━━ DATA PROVIDED ━━

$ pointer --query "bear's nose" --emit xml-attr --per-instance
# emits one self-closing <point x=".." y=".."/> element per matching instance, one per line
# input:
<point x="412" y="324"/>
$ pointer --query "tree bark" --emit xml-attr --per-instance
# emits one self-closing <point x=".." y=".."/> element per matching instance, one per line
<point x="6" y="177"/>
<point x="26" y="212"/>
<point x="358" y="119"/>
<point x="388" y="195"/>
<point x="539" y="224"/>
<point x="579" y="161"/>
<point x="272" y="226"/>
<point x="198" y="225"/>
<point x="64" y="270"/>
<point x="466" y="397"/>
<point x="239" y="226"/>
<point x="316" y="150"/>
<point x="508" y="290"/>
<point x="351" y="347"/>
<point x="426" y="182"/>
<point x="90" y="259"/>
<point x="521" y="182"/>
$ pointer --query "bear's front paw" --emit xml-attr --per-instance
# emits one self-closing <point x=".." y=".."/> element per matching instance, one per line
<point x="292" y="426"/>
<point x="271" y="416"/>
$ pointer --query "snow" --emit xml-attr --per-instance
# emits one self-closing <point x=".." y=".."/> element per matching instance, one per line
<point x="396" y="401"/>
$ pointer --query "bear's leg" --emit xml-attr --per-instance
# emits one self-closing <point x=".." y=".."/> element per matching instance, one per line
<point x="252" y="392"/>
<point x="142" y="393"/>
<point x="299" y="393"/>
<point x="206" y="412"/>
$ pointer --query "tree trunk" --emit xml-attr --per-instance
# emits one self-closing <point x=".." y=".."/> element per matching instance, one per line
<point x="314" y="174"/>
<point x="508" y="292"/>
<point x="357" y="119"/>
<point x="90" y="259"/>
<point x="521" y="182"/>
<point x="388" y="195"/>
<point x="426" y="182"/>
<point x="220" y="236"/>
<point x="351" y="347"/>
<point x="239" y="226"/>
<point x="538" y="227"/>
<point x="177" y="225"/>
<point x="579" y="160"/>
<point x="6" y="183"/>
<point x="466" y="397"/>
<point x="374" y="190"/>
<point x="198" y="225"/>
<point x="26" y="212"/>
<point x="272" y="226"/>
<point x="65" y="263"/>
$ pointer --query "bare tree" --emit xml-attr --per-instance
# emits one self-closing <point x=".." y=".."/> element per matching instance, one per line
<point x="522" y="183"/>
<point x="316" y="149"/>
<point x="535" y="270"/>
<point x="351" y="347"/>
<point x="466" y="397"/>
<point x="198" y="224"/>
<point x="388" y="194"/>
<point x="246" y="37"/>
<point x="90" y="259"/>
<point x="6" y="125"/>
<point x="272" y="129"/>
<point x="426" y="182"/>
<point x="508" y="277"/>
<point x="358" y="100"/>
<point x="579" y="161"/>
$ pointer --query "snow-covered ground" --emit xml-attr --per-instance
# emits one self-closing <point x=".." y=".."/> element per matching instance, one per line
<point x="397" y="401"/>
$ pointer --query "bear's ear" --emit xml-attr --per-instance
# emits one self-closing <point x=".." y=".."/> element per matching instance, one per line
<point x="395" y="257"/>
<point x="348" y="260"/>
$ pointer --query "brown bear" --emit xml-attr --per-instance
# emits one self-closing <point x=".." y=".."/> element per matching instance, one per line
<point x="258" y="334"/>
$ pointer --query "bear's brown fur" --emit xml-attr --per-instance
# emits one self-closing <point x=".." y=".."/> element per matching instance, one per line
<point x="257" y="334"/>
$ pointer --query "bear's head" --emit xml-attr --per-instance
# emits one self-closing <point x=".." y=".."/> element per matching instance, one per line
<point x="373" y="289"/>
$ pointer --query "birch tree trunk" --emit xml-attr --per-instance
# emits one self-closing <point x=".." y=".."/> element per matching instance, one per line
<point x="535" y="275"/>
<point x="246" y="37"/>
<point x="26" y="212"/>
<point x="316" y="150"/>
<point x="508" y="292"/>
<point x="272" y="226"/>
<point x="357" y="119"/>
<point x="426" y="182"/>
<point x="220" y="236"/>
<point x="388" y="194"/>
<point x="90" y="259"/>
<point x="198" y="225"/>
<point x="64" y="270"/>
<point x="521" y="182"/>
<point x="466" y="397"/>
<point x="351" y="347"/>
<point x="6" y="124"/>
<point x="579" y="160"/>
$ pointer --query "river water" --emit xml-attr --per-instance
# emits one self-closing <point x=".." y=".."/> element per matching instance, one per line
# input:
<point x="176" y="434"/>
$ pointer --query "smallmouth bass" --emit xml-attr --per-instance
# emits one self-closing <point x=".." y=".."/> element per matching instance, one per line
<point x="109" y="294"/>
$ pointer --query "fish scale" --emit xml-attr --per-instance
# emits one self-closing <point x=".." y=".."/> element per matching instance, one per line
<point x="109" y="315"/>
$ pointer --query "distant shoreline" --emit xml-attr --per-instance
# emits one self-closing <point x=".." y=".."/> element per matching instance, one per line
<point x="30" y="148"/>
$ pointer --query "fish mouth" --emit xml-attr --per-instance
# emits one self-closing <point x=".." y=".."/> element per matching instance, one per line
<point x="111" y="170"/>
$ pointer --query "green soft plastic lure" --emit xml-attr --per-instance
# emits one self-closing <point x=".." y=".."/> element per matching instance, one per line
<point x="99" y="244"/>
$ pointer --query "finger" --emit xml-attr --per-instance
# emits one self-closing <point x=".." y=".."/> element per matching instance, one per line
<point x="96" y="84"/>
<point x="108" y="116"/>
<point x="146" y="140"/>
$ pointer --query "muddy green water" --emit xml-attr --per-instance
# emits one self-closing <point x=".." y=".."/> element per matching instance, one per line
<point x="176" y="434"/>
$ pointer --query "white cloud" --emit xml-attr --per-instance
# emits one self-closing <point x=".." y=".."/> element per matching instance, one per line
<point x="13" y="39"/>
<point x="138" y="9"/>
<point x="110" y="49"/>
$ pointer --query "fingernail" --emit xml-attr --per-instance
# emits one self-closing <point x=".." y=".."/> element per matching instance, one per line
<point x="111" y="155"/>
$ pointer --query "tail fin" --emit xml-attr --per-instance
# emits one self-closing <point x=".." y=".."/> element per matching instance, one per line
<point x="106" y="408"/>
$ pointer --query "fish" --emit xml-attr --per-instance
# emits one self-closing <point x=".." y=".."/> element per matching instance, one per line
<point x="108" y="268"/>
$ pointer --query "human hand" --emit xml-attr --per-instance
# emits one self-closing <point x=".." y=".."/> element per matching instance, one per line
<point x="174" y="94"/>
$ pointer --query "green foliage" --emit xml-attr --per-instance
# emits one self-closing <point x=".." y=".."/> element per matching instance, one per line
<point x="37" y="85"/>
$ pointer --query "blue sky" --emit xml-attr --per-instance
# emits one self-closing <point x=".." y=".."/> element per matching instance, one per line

━━━

How many lines of the entries above contain the string "green"? Reply with the number only.

3